* [WHAT TO PRODUCE]
Reproduce the text about great aunt Claire word for word, starting at "Being estranged from" and ending at "start to describe.".

*** PROVIDED TEXT

My great aunt Claire passed away very recently after a long battle with alzheimers.
Being estranged from most of your family and seeing one of them you really liked die (there is a difference, whether people admit it or not between the people you love, and the people you both love and like, and the ones that love and like you back) is an experience I can't even really start to describe.
She was the twin sister of my mother's father, Francis, who died when I was about 11. As grandfathers go, he did the usual spoiling the shit out of me, and letting me get away with murder, etc, but more than that, he made me feel like I belonged, which was something I didn't feel a whole lot since then. Most of my memories of him have long since faded into oblivion, along with most of my other memories of that age, which were the single worst losses I could have endured, even considering all the other things that happened. But I had Claire. Like him, she was a charmer and a darling; a radiant, sparkling, generous person that was always kind of carrying the airs of the bon vivant while being sensitive and gracious... simply put, classy. She was this tiny and frail little thing a long time before she ever got sick, but her smile just sort of lit her up with this vibrant life, and she never just smiled with a smile, she smiled with her eyes.

******
*** RECORDS PROVIDED

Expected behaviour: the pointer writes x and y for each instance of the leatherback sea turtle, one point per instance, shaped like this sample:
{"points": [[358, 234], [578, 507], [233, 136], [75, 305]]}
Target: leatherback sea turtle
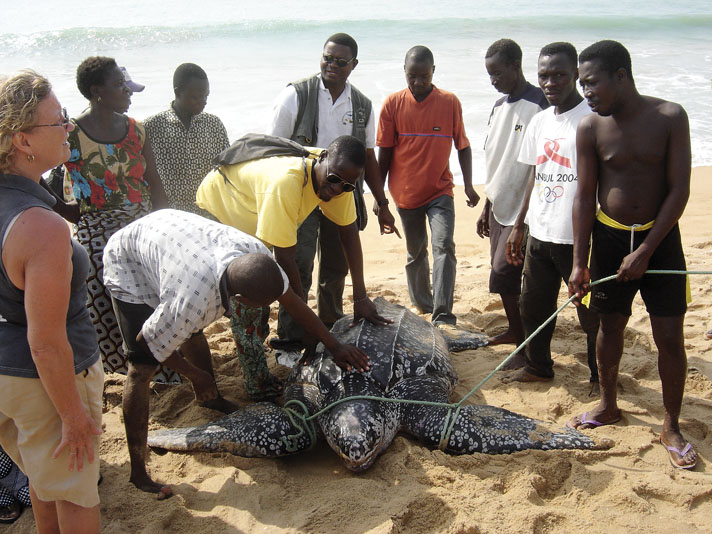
{"points": [[409, 360]]}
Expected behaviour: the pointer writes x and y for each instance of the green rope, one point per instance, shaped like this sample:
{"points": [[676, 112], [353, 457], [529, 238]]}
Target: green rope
{"points": [[300, 421], [305, 424]]}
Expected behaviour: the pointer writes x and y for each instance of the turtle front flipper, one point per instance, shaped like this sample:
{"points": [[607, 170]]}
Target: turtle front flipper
{"points": [[259, 430]]}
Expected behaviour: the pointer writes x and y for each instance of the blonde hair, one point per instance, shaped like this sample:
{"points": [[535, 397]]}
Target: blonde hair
{"points": [[19, 96]]}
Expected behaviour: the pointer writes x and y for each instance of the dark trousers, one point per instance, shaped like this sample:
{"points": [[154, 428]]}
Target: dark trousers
{"points": [[545, 266], [333, 268]]}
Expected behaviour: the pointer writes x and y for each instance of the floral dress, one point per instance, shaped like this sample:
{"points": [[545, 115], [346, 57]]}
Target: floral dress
{"points": [[107, 181]]}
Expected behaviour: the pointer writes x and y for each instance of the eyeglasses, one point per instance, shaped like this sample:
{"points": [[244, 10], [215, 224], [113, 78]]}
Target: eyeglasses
{"points": [[64, 123], [329, 59], [334, 178]]}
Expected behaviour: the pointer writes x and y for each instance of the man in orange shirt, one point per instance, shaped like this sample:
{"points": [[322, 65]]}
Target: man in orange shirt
{"points": [[415, 133]]}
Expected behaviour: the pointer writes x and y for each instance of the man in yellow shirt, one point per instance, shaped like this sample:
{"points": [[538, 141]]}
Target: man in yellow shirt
{"points": [[269, 198]]}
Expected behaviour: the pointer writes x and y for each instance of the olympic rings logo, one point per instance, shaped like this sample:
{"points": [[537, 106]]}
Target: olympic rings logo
{"points": [[550, 194]]}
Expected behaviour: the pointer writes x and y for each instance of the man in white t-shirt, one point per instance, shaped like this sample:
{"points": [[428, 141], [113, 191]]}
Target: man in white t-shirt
{"points": [[315, 111], [506, 178], [171, 274], [550, 146]]}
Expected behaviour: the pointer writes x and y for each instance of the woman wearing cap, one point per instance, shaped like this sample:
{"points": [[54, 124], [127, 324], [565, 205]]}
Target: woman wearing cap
{"points": [[112, 175], [50, 373]]}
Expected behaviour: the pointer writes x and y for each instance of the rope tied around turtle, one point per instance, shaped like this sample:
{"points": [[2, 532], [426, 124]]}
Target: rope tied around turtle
{"points": [[453, 408], [302, 422]]}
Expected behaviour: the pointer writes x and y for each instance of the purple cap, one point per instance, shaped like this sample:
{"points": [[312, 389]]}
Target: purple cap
{"points": [[135, 87]]}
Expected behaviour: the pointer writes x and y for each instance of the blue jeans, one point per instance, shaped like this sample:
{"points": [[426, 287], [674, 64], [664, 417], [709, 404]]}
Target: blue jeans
{"points": [[440, 214]]}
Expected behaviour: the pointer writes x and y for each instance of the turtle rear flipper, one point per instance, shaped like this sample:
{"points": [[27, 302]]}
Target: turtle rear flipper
{"points": [[259, 430], [498, 431]]}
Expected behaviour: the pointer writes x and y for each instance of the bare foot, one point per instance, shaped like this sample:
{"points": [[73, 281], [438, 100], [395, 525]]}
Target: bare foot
{"points": [[593, 419], [519, 361], [595, 390], [144, 483], [523, 376], [505, 338], [220, 404], [681, 453]]}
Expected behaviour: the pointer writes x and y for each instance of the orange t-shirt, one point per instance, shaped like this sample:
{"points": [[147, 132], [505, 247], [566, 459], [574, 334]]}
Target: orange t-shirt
{"points": [[421, 135]]}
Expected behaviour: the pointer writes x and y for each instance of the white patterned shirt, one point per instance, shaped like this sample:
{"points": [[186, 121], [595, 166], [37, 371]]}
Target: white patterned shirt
{"points": [[172, 261], [184, 157]]}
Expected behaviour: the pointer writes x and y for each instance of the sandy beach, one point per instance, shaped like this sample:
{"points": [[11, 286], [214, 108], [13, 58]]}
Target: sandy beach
{"points": [[410, 489]]}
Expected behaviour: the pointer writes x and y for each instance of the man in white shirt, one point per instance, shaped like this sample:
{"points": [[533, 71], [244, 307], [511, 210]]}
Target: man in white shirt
{"points": [[314, 112], [506, 178], [550, 146], [171, 274]]}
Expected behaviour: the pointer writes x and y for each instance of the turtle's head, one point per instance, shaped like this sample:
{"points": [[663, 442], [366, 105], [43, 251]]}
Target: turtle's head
{"points": [[359, 430]]}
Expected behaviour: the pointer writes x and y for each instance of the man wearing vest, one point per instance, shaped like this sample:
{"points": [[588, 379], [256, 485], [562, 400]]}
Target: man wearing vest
{"points": [[315, 111]]}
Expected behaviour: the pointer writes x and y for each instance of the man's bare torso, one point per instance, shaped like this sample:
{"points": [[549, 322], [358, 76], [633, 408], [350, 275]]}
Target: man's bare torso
{"points": [[632, 155]]}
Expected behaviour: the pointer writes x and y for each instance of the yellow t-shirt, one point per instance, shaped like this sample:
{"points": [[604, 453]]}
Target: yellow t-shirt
{"points": [[268, 198]]}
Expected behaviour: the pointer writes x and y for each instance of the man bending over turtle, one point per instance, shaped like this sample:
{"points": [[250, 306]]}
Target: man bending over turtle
{"points": [[171, 274]]}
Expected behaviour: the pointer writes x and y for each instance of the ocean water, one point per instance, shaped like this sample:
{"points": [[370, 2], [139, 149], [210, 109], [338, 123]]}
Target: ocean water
{"points": [[251, 49]]}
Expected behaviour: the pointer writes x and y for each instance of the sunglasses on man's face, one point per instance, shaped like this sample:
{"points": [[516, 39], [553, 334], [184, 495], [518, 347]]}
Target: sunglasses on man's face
{"points": [[329, 59], [334, 178]]}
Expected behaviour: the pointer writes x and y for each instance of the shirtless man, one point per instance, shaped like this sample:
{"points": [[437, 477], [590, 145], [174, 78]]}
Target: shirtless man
{"points": [[635, 151]]}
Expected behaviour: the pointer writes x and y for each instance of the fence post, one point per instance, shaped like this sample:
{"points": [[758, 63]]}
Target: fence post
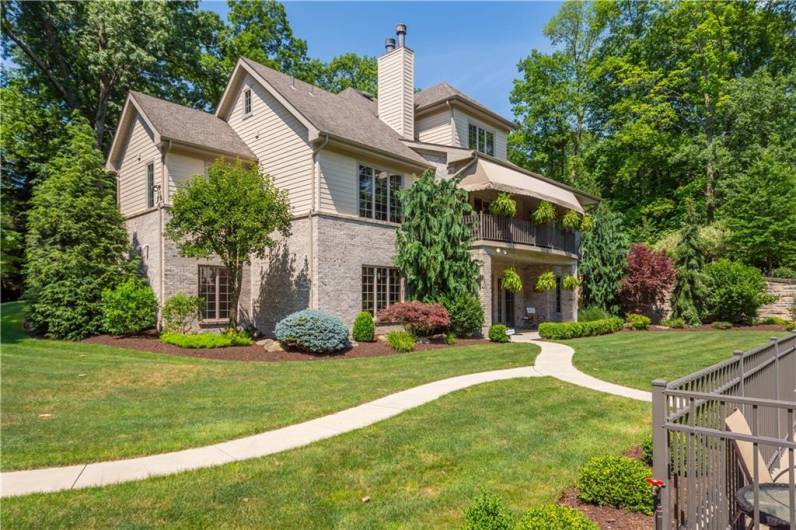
{"points": [[660, 454]]}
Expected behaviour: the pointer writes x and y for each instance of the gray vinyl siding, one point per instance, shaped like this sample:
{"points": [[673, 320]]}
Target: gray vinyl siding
{"points": [[279, 141]]}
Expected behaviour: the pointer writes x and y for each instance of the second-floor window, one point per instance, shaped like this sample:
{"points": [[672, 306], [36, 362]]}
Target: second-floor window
{"points": [[378, 195], [150, 185], [481, 140], [247, 101]]}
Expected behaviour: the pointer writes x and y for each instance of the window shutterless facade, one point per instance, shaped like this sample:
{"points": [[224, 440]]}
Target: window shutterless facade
{"points": [[381, 287], [481, 140], [378, 194], [214, 292], [150, 185]]}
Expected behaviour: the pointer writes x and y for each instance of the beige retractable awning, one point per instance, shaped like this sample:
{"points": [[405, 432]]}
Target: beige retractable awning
{"points": [[484, 174]]}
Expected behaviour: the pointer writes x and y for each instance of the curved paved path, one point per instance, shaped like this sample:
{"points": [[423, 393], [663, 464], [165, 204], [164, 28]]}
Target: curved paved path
{"points": [[555, 360]]}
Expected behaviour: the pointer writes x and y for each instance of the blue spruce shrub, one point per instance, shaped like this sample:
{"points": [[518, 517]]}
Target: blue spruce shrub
{"points": [[312, 331]]}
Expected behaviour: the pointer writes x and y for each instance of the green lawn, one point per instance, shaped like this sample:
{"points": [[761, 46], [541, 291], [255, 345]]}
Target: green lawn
{"points": [[636, 358], [523, 439], [105, 403]]}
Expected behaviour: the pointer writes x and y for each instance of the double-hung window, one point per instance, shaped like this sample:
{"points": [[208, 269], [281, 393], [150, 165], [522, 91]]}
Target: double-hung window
{"points": [[214, 292], [150, 185], [378, 194], [481, 139], [381, 287]]}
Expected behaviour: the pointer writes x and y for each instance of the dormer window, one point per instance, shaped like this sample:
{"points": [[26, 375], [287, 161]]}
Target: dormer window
{"points": [[247, 101], [481, 140]]}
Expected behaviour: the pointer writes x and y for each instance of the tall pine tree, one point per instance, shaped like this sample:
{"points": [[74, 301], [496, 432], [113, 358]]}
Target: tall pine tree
{"points": [[433, 243], [76, 243]]}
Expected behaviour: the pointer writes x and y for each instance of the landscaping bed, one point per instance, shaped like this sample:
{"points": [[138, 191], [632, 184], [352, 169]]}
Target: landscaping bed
{"points": [[151, 343]]}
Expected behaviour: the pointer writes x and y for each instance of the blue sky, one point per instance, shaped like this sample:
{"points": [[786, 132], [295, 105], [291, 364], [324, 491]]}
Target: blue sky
{"points": [[475, 46]]}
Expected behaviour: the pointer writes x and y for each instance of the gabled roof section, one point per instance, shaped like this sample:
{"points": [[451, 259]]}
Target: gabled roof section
{"points": [[191, 126], [346, 117], [443, 92]]}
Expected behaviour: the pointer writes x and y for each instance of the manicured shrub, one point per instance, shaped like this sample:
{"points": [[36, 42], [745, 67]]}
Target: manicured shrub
{"points": [[466, 315], [401, 341], [588, 314], [735, 291], [649, 276], [128, 308], [637, 321], [571, 220], [546, 282], [487, 512], [312, 331], [511, 280], [571, 330], [364, 329], [419, 319], [544, 213], [555, 517], [180, 312], [498, 333], [570, 282], [616, 481], [676, 323], [503, 206], [207, 340]]}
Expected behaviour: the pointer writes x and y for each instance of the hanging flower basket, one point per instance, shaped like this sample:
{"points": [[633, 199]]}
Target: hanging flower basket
{"points": [[546, 282], [570, 282], [503, 206], [511, 281], [544, 213]]}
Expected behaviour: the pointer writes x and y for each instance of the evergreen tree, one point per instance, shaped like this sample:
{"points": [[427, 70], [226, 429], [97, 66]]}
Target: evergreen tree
{"points": [[76, 242], [689, 290], [604, 251], [433, 242]]}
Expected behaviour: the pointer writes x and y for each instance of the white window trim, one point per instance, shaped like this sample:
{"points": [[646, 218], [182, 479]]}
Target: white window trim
{"points": [[376, 169]]}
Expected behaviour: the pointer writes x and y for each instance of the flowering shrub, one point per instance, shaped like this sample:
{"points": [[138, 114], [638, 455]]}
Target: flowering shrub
{"points": [[649, 276], [419, 319]]}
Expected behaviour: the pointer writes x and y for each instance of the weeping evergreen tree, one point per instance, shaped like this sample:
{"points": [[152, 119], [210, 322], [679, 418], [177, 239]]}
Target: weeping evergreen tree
{"points": [[76, 244], [604, 257], [433, 243], [689, 290]]}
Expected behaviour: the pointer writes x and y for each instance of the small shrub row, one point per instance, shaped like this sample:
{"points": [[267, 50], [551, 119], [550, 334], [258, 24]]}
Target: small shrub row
{"points": [[637, 321], [401, 341], [489, 513], [616, 481], [571, 330], [207, 340]]}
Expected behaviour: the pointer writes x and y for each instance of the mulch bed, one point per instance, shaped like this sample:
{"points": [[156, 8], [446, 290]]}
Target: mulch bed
{"points": [[150, 343]]}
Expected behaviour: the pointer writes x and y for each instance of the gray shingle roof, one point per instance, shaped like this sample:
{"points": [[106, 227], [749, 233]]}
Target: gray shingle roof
{"points": [[348, 115], [443, 92], [191, 126]]}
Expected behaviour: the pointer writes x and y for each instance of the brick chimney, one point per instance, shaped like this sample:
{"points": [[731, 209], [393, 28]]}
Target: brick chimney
{"points": [[397, 85]]}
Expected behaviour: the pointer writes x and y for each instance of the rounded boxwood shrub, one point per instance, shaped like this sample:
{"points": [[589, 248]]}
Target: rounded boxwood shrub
{"points": [[401, 341], [497, 333], [487, 512], [466, 315], [180, 312], [555, 517], [129, 308], [637, 321], [616, 481], [364, 329], [312, 331]]}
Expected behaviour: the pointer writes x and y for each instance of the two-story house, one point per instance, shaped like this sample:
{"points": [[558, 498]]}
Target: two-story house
{"points": [[341, 158]]}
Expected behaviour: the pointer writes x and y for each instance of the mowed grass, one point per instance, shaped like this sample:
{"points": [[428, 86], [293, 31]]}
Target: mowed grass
{"points": [[65, 402], [637, 358], [523, 439]]}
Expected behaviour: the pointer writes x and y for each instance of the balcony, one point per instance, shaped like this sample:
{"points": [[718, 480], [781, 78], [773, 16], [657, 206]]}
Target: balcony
{"points": [[519, 231]]}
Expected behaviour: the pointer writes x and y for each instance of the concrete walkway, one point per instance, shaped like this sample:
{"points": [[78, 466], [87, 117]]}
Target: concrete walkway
{"points": [[555, 360]]}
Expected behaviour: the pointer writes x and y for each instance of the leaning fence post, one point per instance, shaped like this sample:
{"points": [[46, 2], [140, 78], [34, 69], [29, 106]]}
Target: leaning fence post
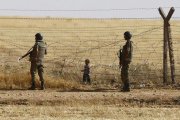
{"points": [[167, 43]]}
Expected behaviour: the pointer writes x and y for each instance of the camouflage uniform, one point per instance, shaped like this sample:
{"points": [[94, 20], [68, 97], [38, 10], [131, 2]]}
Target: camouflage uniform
{"points": [[36, 58], [86, 77], [126, 60]]}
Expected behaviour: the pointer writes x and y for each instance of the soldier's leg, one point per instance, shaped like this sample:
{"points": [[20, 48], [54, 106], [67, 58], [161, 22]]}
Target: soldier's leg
{"points": [[33, 73], [88, 79], [126, 78], [123, 77], [40, 73], [84, 78]]}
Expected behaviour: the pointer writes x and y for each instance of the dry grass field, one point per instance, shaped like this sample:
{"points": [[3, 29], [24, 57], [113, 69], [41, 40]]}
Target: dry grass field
{"points": [[70, 42]]}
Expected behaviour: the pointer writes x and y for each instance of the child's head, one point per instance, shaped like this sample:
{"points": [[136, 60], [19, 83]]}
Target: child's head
{"points": [[87, 61]]}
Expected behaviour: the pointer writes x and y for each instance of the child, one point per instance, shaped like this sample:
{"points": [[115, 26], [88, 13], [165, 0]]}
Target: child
{"points": [[86, 71]]}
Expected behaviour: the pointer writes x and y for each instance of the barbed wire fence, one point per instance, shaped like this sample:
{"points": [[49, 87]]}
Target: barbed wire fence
{"points": [[72, 40]]}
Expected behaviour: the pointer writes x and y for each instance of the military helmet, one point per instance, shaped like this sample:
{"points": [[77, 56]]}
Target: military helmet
{"points": [[128, 34], [38, 37], [87, 61]]}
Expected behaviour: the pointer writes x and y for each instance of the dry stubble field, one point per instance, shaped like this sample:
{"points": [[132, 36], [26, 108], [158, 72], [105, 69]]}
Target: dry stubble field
{"points": [[70, 41]]}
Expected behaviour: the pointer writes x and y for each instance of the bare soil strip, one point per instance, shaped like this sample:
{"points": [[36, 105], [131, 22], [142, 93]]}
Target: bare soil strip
{"points": [[135, 98]]}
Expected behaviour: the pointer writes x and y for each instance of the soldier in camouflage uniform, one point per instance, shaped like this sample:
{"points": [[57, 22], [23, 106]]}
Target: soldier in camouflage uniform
{"points": [[125, 60], [36, 58], [86, 71]]}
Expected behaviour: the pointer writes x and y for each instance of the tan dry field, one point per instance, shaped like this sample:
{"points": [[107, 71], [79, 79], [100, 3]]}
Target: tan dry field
{"points": [[70, 42], [139, 104]]}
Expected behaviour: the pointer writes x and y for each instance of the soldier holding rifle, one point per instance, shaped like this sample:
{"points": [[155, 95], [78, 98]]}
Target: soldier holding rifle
{"points": [[36, 54]]}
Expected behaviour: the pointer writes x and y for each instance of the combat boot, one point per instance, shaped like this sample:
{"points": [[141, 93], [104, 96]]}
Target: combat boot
{"points": [[32, 87]]}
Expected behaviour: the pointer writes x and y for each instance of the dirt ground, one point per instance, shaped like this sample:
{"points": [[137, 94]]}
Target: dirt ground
{"points": [[140, 104]]}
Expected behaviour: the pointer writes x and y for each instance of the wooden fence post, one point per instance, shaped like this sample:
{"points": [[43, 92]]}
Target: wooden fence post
{"points": [[167, 43]]}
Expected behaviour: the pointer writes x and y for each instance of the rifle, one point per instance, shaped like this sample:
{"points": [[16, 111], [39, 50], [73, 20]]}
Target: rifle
{"points": [[29, 52]]}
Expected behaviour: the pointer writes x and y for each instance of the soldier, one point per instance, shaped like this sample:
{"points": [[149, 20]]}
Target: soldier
{"points": [[125, 60], [86, 71], [37, 53]]}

******

* [RESULT FOR THIS EXERCISE]
Being estranged from most of your family and seeing one of them you really liked die (there is a difference, whether people admit it or not between the people you love, and the people you both love and like, and the ones that love and like you back) is an experience I can't even really start to describe.